- **WHAT TO DO**
Reproduce the following lines verbatim, omitting the pictures from your answer.

- **RECORDS SUPPLIED**
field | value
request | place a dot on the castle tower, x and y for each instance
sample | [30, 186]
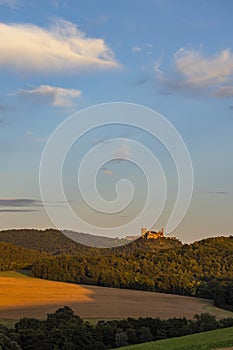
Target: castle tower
[143, 231]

- **ANSWER IN FULL**
field | value
request | place a dot on the castle tower, x and y for each instance
sample | [30, 186]
Target: castle tower
[143, 231]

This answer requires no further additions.